THINGS TO DO:
(a) Repeat the passage on species lists word for word, starting at the words "A new survey" and stopping after the words "life on Earth.".
(b) According to the passage on species lists, what do lists of species underpin? Name every item it gives.

STUDY TEXT:
************

A new survey shows most taxonomists now agree on how a single authoritative list of the Earth’s species would work. Species lists are one of the unseen pillars of science and society. Lists of species underpin our understanding of the natural world, threatened species management, quarantine, disease control, etc.
The people who describe new species and create lists of them are taxonomists. A few years ago, a headline in the journal Nature accused the taxonomic community of anarchy for not coordinating a common view of species, leading to confusion about our knowledge of life on Earth.
Many in the taxonomic community took umbrage at this. Taxonomists were concerned that the ideas proposed would limit their freedom of expression and they would be tied to a bureaucracy before they could publish new species descriptions. Taxonomists certainly argue – disputation is essential to the practice of taxonomy, as it is to science in general. Ultimately, however, a taxonomist’s life is spent trying to discern order in the extraordinarily diverse tree of life.

************

Stored data
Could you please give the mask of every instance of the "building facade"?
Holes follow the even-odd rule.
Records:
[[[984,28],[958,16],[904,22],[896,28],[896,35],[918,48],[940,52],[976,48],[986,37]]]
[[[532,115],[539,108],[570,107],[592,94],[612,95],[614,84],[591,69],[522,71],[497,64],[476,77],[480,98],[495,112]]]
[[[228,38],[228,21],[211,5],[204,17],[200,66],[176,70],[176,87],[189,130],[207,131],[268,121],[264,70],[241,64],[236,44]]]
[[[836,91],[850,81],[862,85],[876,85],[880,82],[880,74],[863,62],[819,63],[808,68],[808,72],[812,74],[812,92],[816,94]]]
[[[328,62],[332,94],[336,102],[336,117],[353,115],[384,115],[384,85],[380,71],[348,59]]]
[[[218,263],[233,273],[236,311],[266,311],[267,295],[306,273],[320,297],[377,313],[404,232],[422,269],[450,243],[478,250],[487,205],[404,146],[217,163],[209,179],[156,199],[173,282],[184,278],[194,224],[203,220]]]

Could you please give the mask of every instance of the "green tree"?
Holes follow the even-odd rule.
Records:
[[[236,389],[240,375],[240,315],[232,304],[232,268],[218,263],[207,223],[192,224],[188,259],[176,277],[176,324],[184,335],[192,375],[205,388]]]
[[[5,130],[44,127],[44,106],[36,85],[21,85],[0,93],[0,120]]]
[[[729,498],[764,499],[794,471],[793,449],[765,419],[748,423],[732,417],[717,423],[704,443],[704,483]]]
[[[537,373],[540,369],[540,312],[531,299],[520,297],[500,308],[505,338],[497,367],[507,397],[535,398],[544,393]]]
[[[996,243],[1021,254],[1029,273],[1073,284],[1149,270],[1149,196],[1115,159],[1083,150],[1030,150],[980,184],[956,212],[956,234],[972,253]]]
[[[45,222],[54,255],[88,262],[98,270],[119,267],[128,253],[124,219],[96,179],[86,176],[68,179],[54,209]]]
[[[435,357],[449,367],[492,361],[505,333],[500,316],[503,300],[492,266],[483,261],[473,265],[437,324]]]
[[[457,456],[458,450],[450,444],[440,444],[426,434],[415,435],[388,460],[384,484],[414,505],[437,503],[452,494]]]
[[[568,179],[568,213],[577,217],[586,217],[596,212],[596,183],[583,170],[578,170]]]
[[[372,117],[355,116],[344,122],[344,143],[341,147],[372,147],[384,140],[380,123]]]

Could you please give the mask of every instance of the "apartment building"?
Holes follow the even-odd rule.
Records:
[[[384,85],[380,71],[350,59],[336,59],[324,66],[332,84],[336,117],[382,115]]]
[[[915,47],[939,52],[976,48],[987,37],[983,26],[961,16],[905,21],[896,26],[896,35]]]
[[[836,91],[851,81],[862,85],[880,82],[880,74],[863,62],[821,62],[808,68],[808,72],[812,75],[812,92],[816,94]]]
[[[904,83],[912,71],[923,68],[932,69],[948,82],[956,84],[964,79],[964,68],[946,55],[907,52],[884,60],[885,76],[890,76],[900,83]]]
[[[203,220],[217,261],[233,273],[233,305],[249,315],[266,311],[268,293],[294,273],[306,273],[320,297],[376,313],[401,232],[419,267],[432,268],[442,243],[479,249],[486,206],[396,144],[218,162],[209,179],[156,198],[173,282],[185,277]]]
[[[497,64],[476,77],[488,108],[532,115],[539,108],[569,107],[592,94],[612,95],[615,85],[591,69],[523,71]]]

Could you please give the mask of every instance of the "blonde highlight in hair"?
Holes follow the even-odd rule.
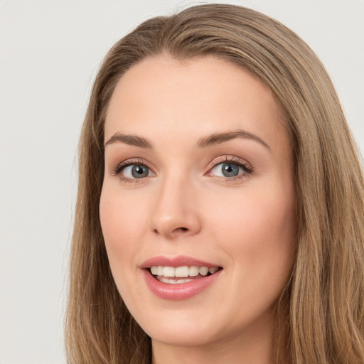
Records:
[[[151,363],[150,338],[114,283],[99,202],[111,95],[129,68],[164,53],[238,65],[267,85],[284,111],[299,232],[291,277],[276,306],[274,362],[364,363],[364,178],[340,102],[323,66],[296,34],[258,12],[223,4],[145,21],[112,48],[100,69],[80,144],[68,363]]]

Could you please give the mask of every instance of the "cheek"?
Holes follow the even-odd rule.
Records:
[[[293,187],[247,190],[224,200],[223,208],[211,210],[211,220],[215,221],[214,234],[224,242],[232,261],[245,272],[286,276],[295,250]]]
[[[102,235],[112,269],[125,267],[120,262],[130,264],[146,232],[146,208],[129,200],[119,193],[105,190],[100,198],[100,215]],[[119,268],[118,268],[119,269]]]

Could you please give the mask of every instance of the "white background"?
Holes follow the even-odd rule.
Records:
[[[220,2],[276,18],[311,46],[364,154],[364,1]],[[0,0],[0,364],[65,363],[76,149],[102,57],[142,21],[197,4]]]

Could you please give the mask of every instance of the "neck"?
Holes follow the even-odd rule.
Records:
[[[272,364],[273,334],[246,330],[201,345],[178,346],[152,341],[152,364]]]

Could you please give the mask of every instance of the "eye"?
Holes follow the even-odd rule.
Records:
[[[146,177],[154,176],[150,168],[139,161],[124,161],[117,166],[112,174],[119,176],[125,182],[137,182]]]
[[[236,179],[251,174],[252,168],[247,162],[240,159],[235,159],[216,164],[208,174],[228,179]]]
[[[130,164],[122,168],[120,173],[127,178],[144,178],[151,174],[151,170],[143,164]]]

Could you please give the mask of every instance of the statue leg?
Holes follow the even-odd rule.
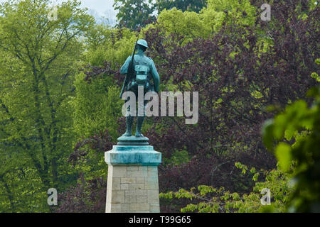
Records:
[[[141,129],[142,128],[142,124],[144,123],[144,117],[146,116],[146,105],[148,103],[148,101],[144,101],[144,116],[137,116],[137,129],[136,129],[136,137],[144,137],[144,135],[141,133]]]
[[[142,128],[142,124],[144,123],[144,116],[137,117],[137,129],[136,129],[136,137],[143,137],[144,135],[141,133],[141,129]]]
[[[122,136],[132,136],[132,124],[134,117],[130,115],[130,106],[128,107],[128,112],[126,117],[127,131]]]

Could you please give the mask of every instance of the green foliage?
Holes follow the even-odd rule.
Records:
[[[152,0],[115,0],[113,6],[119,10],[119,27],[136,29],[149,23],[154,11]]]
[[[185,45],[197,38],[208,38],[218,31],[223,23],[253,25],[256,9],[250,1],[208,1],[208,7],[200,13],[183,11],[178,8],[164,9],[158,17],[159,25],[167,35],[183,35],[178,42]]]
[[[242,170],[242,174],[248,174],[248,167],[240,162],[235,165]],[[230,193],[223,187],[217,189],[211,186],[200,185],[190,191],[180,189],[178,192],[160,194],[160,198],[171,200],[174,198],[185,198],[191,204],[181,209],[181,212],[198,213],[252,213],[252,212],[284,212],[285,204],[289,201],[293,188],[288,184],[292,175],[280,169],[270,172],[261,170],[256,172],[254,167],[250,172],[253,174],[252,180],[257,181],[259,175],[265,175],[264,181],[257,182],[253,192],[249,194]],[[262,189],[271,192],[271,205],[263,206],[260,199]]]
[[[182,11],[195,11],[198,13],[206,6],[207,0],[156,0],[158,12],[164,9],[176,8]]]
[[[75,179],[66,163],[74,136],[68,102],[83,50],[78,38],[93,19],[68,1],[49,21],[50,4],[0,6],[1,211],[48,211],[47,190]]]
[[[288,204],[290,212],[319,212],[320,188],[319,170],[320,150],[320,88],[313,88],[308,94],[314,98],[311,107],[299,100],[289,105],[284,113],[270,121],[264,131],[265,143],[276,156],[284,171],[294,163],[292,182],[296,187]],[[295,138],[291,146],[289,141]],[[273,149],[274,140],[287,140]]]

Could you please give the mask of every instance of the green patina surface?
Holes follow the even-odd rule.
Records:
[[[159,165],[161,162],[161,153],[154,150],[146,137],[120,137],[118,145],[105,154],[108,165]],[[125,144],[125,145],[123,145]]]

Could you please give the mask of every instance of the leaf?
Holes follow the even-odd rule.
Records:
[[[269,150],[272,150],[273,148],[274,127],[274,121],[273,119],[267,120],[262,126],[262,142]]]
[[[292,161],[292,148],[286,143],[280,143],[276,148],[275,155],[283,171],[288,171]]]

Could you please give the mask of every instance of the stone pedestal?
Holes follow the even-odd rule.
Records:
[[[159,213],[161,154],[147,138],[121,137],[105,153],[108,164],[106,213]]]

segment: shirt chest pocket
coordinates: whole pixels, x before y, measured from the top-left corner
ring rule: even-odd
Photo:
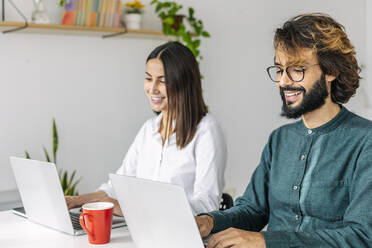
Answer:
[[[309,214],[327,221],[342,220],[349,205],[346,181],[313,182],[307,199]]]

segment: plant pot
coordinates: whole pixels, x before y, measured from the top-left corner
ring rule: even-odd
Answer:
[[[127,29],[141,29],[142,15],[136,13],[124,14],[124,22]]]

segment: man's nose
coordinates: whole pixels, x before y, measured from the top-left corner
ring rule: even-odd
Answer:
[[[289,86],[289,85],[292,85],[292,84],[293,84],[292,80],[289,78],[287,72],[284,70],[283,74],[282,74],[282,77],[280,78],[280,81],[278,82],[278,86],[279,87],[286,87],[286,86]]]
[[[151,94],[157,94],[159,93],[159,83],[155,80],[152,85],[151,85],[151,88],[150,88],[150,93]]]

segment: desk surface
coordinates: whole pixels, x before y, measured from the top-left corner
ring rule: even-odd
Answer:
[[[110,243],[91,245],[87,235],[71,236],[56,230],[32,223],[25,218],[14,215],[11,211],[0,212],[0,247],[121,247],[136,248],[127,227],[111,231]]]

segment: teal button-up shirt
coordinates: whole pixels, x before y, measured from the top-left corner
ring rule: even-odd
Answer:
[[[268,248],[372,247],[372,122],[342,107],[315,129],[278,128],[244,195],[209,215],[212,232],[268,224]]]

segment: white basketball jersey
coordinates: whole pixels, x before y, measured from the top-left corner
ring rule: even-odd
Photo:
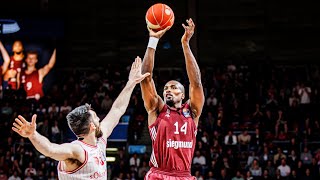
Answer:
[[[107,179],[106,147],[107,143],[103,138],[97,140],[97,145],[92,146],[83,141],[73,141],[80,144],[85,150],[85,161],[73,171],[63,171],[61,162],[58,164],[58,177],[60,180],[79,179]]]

************

ANSWERS TO THE TASKS:
(a)
A new survey shows most taxonomists now agree on how a single authoritative list of the Earth’s species would work. Species lists are one of the unseen pillars of science and society. Lists of species underpin our understanding of the natural world, threatened species management, quarantine, disease control, etc.
The people who describe new species and create lists of them are taxonomists. A few years ago, a headline in the journal Nature accused the taxonomic community of anarchy for not coordinating a common view of species, leading to confusion about our knowledge of life on Earth.

(b)
- our understanding of the natural world
- threatened species management
- quarantine
- disease control